Aim of the task :: Locate every line in the records below that contains the word "shopping", and copy each of those lines out in full.

Source records ::
________________

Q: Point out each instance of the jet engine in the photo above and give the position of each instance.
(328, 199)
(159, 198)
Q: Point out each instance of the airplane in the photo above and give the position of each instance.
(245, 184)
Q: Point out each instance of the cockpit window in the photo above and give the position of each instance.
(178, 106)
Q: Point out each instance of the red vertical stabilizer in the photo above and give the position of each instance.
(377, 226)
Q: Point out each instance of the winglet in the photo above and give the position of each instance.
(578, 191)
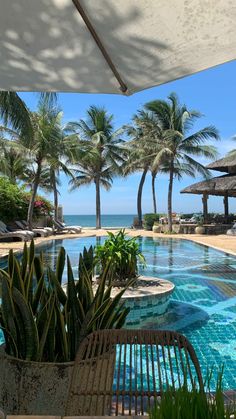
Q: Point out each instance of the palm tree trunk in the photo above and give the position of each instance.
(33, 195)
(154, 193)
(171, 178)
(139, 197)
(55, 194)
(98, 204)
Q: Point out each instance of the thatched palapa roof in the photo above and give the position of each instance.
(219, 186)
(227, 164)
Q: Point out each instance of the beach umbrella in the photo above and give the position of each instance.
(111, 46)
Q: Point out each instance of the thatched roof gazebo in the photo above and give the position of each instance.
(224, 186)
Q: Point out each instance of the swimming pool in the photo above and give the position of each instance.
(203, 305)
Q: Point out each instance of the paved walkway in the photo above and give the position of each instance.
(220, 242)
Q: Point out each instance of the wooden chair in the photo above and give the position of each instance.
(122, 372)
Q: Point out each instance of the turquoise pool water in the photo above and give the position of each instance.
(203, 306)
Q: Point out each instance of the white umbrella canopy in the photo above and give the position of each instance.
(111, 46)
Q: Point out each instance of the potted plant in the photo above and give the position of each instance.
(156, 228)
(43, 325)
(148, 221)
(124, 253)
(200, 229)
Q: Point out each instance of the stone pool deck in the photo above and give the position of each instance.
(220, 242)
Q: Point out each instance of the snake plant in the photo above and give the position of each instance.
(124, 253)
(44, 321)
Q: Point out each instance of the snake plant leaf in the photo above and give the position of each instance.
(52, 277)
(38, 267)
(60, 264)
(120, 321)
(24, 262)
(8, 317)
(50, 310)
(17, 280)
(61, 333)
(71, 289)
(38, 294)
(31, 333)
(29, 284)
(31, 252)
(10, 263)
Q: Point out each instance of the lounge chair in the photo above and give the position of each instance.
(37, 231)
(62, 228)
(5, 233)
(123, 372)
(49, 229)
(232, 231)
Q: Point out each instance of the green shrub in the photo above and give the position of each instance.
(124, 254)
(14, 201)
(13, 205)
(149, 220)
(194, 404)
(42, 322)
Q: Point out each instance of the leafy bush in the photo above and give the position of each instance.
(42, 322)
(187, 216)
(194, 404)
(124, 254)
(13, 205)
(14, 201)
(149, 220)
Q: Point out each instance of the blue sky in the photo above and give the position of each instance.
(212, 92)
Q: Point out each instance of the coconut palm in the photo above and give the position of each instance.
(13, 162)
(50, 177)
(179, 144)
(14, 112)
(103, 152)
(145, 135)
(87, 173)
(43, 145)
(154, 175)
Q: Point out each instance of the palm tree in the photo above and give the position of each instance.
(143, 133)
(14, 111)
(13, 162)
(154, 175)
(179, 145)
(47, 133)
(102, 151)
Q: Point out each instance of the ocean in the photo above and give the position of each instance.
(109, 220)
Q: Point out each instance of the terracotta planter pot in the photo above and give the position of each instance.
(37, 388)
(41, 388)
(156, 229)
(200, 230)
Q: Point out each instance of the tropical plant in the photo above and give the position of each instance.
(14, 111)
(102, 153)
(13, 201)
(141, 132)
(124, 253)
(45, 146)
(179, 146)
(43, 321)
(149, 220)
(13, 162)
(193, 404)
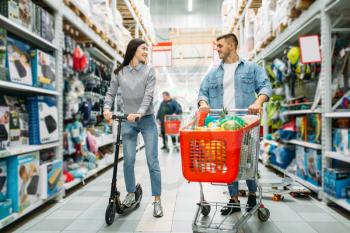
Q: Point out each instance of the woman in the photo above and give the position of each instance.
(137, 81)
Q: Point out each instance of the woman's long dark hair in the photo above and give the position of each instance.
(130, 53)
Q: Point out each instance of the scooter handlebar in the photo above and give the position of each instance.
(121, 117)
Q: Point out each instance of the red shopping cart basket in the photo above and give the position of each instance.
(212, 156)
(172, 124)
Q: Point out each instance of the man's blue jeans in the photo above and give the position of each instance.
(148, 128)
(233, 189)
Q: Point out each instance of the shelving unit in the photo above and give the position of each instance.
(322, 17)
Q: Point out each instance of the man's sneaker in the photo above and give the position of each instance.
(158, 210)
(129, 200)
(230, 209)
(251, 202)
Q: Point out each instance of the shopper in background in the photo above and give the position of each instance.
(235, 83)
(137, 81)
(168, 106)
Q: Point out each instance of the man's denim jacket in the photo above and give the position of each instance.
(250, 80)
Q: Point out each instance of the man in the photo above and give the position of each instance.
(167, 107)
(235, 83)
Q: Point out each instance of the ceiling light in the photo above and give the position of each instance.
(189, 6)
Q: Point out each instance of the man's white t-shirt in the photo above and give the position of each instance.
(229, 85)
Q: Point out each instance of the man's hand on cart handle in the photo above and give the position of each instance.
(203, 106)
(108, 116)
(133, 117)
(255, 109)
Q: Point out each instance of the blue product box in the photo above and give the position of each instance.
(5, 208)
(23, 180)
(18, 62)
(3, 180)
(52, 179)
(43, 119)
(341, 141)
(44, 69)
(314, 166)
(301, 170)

________________

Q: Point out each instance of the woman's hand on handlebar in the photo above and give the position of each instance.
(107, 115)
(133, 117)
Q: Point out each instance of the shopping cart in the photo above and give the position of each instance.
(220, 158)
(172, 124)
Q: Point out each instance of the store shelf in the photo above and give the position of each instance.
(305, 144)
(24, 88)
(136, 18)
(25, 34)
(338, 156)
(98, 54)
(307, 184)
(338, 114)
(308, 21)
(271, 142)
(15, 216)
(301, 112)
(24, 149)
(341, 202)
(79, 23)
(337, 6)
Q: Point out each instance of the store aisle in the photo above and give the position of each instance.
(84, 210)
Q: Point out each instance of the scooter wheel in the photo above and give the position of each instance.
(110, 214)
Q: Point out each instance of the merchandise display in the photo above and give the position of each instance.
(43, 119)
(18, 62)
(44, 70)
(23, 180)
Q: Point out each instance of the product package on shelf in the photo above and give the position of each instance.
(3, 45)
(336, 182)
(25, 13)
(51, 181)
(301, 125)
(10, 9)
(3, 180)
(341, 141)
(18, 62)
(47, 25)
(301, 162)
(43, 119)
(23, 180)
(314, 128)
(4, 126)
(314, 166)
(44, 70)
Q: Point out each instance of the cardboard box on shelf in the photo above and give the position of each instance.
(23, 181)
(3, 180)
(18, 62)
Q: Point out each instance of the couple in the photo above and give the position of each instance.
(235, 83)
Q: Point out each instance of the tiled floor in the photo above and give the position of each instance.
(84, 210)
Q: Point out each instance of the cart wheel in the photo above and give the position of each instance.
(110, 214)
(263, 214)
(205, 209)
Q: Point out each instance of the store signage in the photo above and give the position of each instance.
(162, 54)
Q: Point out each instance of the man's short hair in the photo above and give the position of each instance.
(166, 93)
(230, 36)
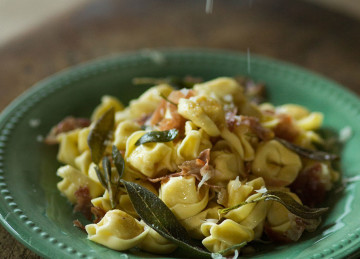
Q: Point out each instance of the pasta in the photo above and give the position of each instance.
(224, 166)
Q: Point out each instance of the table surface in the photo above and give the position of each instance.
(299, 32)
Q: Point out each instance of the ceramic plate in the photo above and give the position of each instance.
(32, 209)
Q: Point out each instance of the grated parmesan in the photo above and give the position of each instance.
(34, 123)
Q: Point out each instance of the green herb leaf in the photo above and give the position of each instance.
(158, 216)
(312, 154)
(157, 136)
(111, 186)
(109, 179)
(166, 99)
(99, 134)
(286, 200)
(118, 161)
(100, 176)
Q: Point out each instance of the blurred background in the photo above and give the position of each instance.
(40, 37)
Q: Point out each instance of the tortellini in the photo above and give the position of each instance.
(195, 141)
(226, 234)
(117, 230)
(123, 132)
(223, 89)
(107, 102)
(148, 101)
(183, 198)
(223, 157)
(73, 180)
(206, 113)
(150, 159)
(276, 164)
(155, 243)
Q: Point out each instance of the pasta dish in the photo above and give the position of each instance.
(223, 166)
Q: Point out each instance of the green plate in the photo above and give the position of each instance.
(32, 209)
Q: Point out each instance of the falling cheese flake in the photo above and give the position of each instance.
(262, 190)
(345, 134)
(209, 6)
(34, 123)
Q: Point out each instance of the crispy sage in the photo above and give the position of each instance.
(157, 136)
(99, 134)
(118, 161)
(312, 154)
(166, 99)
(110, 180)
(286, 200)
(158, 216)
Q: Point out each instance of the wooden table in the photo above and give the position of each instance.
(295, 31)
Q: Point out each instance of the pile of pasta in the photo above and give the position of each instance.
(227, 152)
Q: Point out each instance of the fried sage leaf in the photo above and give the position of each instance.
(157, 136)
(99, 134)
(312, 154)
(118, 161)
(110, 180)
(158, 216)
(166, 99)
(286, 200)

________________

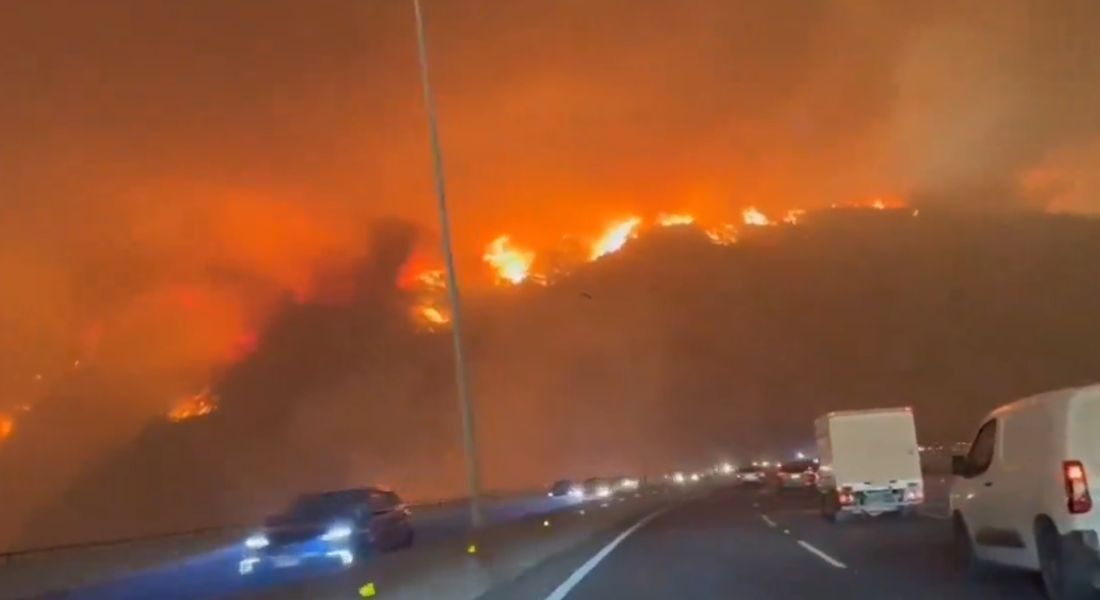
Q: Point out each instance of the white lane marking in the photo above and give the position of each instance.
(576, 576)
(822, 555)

________________

Final result ::
Q: Point out each instance of the red shopping cart basket in the photo above and give the position of each instance.
Q: Point out each instance of the shopping cart in the photo above and give the position of each instance.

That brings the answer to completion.